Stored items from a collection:
----

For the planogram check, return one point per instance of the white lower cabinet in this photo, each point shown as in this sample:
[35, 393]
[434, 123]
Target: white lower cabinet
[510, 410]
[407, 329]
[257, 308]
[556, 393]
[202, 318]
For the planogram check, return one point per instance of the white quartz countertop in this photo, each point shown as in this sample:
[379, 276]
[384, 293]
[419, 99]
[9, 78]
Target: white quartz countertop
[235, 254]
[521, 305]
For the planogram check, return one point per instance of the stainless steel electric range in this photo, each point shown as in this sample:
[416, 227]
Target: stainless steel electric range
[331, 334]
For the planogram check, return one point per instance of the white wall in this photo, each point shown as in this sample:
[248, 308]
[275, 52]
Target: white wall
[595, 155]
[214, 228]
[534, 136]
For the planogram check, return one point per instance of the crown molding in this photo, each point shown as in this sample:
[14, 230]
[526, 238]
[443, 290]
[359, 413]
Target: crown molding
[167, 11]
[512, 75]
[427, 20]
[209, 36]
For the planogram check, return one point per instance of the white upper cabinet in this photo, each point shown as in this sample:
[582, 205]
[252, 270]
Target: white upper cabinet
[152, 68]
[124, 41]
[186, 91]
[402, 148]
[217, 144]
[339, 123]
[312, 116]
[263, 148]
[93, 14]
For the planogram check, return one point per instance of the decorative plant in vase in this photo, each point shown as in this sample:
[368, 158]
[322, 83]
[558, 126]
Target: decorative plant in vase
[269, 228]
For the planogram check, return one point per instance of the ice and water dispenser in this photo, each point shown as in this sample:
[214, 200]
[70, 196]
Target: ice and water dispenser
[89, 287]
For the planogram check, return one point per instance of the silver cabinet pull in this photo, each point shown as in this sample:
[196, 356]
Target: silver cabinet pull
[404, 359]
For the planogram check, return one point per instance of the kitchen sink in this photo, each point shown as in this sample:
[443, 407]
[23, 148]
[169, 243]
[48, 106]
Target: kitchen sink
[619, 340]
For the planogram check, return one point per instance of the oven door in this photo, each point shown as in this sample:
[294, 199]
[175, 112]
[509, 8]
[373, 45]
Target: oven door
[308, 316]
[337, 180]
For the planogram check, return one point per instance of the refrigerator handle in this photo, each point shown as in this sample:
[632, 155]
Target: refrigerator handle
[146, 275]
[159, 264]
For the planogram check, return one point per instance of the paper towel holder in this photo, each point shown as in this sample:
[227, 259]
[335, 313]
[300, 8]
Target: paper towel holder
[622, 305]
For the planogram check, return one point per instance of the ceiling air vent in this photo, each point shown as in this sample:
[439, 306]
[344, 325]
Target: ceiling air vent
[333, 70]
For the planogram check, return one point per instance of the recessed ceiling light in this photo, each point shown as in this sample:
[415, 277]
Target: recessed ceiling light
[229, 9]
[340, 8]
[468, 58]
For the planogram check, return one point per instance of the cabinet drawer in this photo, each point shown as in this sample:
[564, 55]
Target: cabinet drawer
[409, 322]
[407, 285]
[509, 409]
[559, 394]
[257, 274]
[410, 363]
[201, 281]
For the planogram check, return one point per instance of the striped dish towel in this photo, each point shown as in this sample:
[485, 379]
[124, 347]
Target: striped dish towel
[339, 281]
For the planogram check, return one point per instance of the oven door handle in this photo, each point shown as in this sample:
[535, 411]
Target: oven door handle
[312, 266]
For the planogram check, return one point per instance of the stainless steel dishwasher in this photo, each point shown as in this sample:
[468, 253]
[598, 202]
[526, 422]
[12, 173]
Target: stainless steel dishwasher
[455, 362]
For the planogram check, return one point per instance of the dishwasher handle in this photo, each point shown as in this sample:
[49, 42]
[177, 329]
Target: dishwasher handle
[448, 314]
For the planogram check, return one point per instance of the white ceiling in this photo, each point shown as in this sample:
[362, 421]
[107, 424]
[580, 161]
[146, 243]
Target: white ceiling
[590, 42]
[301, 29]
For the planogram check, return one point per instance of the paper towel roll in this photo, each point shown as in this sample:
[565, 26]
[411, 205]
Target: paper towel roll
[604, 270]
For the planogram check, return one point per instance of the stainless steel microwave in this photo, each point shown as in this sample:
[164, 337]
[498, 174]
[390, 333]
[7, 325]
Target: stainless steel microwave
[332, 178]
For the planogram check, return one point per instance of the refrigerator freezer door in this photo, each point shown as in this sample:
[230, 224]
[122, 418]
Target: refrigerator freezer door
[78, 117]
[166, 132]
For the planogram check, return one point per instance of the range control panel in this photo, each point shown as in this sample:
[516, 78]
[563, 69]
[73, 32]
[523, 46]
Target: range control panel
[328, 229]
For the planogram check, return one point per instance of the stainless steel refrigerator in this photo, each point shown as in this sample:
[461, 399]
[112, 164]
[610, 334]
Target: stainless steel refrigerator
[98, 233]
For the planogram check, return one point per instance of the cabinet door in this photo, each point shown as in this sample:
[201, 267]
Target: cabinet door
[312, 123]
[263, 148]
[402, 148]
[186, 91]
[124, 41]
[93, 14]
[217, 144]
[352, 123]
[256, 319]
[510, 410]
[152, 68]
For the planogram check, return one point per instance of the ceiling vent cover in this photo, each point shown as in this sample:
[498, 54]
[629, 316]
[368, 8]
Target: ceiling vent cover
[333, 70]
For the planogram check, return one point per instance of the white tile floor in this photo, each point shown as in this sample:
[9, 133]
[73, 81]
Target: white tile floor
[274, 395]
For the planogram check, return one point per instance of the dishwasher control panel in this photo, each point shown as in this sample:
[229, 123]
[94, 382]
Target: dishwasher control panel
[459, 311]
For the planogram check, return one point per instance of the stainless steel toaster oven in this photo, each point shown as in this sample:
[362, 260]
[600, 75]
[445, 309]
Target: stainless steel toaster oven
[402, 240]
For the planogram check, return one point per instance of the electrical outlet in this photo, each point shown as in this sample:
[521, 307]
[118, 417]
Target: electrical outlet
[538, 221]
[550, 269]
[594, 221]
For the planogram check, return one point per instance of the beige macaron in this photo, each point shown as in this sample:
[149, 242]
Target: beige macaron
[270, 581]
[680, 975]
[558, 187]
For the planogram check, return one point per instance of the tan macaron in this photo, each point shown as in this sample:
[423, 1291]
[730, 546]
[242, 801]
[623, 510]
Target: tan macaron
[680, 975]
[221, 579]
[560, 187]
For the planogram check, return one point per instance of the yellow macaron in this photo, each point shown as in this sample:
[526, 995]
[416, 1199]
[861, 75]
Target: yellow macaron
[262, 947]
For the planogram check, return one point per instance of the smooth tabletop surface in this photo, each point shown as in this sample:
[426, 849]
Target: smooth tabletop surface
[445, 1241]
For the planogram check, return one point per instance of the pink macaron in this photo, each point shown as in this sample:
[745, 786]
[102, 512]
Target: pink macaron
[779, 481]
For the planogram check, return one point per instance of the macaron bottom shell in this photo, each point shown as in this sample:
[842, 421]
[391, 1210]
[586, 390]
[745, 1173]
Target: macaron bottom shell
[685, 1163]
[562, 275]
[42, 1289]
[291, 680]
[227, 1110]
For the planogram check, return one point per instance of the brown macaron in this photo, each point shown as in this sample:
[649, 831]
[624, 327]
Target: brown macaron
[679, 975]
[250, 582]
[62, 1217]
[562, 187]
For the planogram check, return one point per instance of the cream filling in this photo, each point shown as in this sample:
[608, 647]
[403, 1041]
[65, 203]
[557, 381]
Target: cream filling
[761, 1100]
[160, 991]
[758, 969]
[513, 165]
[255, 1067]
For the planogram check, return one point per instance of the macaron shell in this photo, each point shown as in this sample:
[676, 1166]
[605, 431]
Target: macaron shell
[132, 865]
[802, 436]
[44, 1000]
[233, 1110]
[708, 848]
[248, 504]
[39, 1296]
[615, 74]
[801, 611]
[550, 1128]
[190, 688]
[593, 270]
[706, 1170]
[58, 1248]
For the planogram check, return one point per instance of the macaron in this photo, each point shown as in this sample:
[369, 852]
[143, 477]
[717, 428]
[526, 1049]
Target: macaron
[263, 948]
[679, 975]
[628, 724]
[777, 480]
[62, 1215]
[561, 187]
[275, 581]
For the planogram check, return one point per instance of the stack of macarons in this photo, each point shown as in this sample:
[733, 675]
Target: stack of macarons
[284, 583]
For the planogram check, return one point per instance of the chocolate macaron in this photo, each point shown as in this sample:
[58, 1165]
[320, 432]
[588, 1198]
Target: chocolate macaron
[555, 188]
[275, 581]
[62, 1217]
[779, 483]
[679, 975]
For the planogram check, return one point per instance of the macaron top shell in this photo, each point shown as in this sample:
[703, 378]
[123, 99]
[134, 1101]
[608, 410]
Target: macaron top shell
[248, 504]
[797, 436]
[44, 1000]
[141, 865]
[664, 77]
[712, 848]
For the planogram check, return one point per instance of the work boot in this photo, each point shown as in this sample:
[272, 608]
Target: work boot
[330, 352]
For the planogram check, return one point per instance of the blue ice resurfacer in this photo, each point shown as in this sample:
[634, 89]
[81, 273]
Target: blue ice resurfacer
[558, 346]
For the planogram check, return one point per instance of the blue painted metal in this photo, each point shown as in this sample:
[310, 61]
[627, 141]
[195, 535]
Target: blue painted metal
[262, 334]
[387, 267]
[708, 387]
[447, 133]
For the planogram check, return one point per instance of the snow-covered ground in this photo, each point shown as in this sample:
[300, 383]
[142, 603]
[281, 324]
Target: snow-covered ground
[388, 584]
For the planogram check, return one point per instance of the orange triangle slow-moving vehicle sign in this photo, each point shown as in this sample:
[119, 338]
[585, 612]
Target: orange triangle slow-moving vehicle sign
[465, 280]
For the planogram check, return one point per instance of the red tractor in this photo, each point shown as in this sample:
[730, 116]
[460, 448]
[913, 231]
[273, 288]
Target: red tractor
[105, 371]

----

* [What the task asks]: Every line from the line containing "of the yellow" through the line containing "[588, 1198]" in the records above must be retyped exactly. Leave out the rest.

* [Answer area]:
For the planogram check, return one point per instance of the yellow macaron in this photo, each point shown as in this sample:
[526, 995]
[416, 1199]
[861, 75]
Target: yellow macaron
[262, 947]
For the planogram check, return one point per instance of the smooth tabletop surface in this photo, each point shown as in this sample:
[426, 849]
Target: smooth tabletop surface
[445, 1241]
For the planogram check, return one point per instance of the pink macaron in this photo, each point shown as in this sample:
[745, 786]
[102, 512]
Target: pink macaron
[779, 481]
For the planogram check, return one point per instance of the macaron bottom shell in this photo, each point shown as in this sample:
[842, 421]
[391, 1210]
[586, 390]
[745, 1173]
Target: macaron bottom shell
[685, 1163]
[562, 275]
[42, 1289]
[291, 680]
[227, 1110]
For the planogram check, return one point per instance of the brown macaron in this photo, each point shown as in this sample:
[649, 831]
[624, 327]
Target: brown macaron
[679, 975]
[250, 582]
[62, 1217]
[562, 187]
For the planogram check, return one point per instance of the cream filling in this photo, each point shown as in this sample:
[608, 647]
[403, 1041]
[65, 203]
[557, 381]
Target: cream filling
[761, 1100]
[160, 991]
[758, 969]
[513, 165]
[255, 1067]
For the planogram check, return one point per instance of the macaron shell in this photo, each point shown as in this sample:
[676, 1166]
[605, 431]
Target: macaron shell
[132, 865]
[802, 436]
[44, 1000]
[233, 1110]
[708, 848]
[248, 504]
[39, 1296]
[615, 74]
[801, 611]
[550, 1128]
[190, 688]
[593, 270]
[706, 1170]
[58, 1248]
For the planogram check, return one point per instance of the macaron in this photo, each point shown as in this sample:
[369, 852]
[143, 477]
[717, 428]
[526, 1049]
Target: macaron
[263, 948]
[679, 975]
[628, 724]
[777, 480]
[62, 1215]
[561, 187]
[275, 581]
For the planogram check, return one point per instance of the stack of macarons in this photo, each point shown as in this sample:
[733, 675]
Target: stack of macarons
[284, 583]
For the planogram check, return one point per instance of the chocolate macaron in this photo, each point shown as in this sample:
[58, 1165]
[320, 432]
[588, 1198]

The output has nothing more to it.